## TEXT
--- START ---

3. Autonomy is overrated. With all due respect for conservatives like Senator Jim DeMint (from South Carolina), Neal McCluskey (Cato Institute), and our 100 reform colleagues who just issued their anti-curricular manifesto (Rick Hess calls them the anti-Common Core-ites), local autonomy is just one strand of the American DNA; the other essential strand is union. After all, this isn't France -- or Spain or Indonesia. What is America? Do we not want to school our children to be American? Or know what America is?

The anti-Common Core-ites forget the meaning of the melting pot, that the word which comes after e pluribus is unum, and that we fought a bloody civil war to keep it so. Our founders were not only highly educated themselves, but knew that an "informed" public was necessary to sustain the American experiment. Jefferson, often cited for his apt comment that, "I know no safe depositary of the ultimate powers of the society but the people themselves," also said, "and if we think them not enlightened enough to exercise their control with a wholesome discretion, the remedy is not to take it from them, but to inform their discretion by education." The agreement to create a national government was an agreement to create a nation -- not sign on to a suicide pact. David Brooks addressed this problem nicely in his Politics of Solipsism column a few days ago. As Brooks says, "America's founders were republicans," meaning that they had "large but limited faith in the character and judgment of the people" and believed in the need to "erect institutions and barriers to improve that character and guide that judgment."

--- END ---

[Natural-language object grounding data]
--- START ---

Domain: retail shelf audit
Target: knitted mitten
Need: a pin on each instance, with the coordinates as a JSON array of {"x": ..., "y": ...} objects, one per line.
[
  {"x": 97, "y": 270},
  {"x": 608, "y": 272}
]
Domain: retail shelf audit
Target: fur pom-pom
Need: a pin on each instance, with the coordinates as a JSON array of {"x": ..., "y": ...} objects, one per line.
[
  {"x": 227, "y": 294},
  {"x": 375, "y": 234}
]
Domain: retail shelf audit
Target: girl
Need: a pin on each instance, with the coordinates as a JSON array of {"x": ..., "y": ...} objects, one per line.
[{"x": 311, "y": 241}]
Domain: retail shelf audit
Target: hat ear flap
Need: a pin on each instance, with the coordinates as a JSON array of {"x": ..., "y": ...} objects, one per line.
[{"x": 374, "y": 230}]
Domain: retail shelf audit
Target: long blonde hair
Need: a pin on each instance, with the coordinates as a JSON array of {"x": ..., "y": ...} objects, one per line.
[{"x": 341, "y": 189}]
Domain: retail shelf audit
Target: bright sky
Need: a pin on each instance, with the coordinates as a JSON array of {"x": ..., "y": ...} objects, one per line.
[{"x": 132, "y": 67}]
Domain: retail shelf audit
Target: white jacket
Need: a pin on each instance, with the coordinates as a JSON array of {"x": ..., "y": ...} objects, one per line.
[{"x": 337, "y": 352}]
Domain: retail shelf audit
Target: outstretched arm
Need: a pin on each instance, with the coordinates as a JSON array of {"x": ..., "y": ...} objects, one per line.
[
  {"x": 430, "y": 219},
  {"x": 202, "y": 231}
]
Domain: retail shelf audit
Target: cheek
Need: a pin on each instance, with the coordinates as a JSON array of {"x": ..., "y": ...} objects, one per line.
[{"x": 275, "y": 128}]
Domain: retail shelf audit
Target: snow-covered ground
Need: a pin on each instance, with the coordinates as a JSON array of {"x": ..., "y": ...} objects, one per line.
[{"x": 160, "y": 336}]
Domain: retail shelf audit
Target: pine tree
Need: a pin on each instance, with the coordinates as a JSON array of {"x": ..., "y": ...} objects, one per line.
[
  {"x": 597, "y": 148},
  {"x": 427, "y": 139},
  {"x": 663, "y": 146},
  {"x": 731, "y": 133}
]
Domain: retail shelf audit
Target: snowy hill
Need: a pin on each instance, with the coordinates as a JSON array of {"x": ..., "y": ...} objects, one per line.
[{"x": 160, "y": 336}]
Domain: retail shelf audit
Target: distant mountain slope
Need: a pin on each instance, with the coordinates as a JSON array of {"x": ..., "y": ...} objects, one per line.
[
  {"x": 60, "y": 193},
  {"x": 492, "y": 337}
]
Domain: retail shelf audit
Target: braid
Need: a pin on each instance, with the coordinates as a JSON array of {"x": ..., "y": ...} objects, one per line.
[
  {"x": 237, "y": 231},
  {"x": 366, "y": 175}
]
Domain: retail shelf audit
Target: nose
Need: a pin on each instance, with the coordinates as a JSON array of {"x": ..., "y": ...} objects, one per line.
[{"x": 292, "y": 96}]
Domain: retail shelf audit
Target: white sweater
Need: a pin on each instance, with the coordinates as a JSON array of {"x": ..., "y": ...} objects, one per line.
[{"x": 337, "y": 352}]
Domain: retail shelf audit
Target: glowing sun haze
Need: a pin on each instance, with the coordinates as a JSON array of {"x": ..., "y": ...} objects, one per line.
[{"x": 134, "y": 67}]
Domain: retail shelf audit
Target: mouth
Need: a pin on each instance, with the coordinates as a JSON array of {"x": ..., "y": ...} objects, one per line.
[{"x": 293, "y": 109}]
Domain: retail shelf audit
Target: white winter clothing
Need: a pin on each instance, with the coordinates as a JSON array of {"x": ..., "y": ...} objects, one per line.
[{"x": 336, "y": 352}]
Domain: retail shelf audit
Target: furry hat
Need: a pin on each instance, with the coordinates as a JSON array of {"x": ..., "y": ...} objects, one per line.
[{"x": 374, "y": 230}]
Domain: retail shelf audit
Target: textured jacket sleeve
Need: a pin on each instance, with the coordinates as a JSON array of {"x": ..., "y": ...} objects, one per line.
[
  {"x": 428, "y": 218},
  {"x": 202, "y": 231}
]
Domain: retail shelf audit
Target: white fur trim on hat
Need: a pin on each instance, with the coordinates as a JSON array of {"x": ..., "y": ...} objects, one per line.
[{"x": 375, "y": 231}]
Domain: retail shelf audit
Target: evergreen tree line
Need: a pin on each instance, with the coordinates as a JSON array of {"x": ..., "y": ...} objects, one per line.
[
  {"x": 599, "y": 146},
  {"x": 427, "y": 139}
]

--- END ---

## ABOUT THIS TASK
Reproduce the part of the text on local autonomy and national union, starting at the words "3. Autonomy is" and ending after "what America is?". The records come from a different source than the text.

## TASK ANSWER
3. Autonomy is overrated. With all due respect for conservatives like Senator Jim DeMint (from South Carolina), Neal McCluskey (Cato Institute), and our 100 reform colleagues who just issued their anti-curricular manifesto (Rick Hess calls them the anti-Common Core-ites), local autonomy is just one strand of the American DNA; the other essential strand is union. After all, this isn't France -- or Spain or Indonesia. What is America? Do we not want to school our children to be American? Or know what America is?